> Passage given:
▼

Considering HCl preferentially attacked InP along particular crystal planes, proper
etch guides were designed to ensure complete undercutting with this final etch step.
The end result was a suspended quantum well membrane patterned with PCs. A
schematic of the fabrication procedure is shown in figure 3.8.

Table 3.1: InGaAsP wafer specifications. The active region is comprised of 4 quantum wells optimized for emission at 1.55 µm. The quantum wells are compressively strained to favor coupling to
the PC cavity’s TE modes and are centered within the 330 nm thick slab.

Figure 3.7: Scanning electron micrographs showing wafer composition. (a) This cross-section image
is taken after e-beam lithography processing, but before any etching steps. The various layers
(including the 4 quantum wells) comprising the wafer can be discerned in the image. (b) This image
is of a fully processed sample and shows the removal of the 1 µm InP layer (for optical isolation
purposes) and the suspended thin InGaAs etch stop layer (the layer was penetrated during the HI
dry etch step under the PC etch guides and enabled the undercutting of the layer during the HCl
wet etch step (see figure 3.8)).

▲

> Written exercise 1:
Reproduce the fabrication passage word for word, starting with "The end result" and going on through "nm thick slab.".
> Written exercise 2:
Answer these from the fabrication passage:
(a) How many quantum wells make up the active region?
(b) How thick is the slab in which the quantum wells are centered?
(c) What is the thickness of the InP layer removed for optical isolation?
> Written exercise 3:
Extend the fabrication passage past its last sentence with a few more sentences in the same technical register.

> Items:
▼

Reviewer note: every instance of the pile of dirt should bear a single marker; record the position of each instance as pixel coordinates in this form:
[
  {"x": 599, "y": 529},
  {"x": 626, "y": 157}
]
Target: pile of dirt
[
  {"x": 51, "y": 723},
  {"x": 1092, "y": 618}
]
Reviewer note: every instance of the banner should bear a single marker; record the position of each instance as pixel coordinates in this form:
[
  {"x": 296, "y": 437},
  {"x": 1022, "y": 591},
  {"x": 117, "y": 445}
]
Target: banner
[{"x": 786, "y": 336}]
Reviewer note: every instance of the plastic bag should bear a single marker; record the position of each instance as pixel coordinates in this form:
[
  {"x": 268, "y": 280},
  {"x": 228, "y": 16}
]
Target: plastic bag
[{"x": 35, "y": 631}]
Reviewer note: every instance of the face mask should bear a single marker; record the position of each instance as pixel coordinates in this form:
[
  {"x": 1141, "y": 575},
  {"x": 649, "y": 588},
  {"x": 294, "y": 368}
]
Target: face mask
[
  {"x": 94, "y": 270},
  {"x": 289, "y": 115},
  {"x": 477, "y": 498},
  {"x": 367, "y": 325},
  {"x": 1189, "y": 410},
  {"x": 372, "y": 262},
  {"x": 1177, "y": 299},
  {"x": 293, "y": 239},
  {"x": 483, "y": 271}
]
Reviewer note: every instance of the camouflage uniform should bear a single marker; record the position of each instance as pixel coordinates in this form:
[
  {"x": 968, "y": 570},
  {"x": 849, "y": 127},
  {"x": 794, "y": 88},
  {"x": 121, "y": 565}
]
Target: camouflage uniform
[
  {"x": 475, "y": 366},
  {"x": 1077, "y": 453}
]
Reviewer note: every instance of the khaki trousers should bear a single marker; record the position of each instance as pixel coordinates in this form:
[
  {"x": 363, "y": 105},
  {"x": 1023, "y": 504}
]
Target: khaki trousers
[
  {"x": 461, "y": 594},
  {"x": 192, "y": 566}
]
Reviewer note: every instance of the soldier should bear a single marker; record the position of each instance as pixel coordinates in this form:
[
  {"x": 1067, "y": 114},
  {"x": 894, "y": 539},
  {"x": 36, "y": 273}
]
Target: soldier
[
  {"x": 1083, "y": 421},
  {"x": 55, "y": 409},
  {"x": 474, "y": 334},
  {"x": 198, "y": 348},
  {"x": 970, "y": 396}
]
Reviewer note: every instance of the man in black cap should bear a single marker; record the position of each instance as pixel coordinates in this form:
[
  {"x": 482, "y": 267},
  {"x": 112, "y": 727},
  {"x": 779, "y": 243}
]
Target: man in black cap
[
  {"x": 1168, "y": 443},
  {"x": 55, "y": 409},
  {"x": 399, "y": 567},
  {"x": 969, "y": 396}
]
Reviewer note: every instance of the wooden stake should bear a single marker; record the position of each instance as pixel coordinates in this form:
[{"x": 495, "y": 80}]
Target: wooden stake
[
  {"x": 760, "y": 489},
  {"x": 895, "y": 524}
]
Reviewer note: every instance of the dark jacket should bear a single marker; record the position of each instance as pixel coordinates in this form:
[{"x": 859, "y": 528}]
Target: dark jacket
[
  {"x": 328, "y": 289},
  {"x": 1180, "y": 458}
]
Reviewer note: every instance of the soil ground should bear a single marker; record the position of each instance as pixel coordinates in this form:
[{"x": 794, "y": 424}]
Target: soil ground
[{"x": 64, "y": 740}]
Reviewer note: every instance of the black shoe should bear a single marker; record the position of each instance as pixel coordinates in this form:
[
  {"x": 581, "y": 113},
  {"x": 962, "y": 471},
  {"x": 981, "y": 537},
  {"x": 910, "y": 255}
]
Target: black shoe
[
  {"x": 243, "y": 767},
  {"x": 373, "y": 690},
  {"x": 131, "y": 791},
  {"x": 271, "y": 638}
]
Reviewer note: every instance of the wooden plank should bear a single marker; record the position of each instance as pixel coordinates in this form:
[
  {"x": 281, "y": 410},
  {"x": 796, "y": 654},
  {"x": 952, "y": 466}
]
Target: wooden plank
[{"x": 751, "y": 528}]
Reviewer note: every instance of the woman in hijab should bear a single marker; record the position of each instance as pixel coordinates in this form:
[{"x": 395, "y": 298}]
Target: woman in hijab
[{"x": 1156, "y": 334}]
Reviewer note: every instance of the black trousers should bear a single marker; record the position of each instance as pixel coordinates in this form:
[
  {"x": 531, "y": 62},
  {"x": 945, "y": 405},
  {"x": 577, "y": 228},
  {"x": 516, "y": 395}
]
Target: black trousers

▲

> Task output 1:
The end result was a suspended quantum well membrane patterned with PCs. A
schematic of the fabrication procedure is shown in figure 3.8.

Table 3.1: InGaAsP wafer specifications. The active region is comprised of 4 quantum wells optimized for emission at 1.55 µm. The quantum wells are compressively strained to favor coupling to
the PC cavity’s TE modes and are centered within the 330 nm thick slab.

> Task output 2:
(a) 4
(b) 330 nm
(c) 1 µm

> Task output 3:
Figure 3.8: Schematic of fabrication procedure for InGaAsP quantum well PC lasers. (a) The
original wafer before any processing. (b) First, a 130 nm SiO2 hard mask is deposited on the wafer
using PECVD. (c) Next, PMMA is spun on the sample in preparation for the subsequent e-beam
lithography steps. (c) The PMMA is exposed with the PC pattern and is completely transferred
into the PMMA after developing the exposed resist. (d) Next, the pattern is transferred into the
SiO2 hard mask via a CHF3 RIE etch. (e) The pattern is then transferred into the quantum well
slab with a HI-based ICPRIE etch. Lastly, the slab is undercut by dissolving the InP sacrificial layer
beneath the slab with a HCl wet etch.

3.4

Integration of PCs with LC

Now we discuss some of the issues and considerations involved with integrating PCs
with LC. We begin by describing the relevant LC parameters that must be considered
and the inherent tradeoff between a LC infiltrated PC cavity’s tunability and its Q.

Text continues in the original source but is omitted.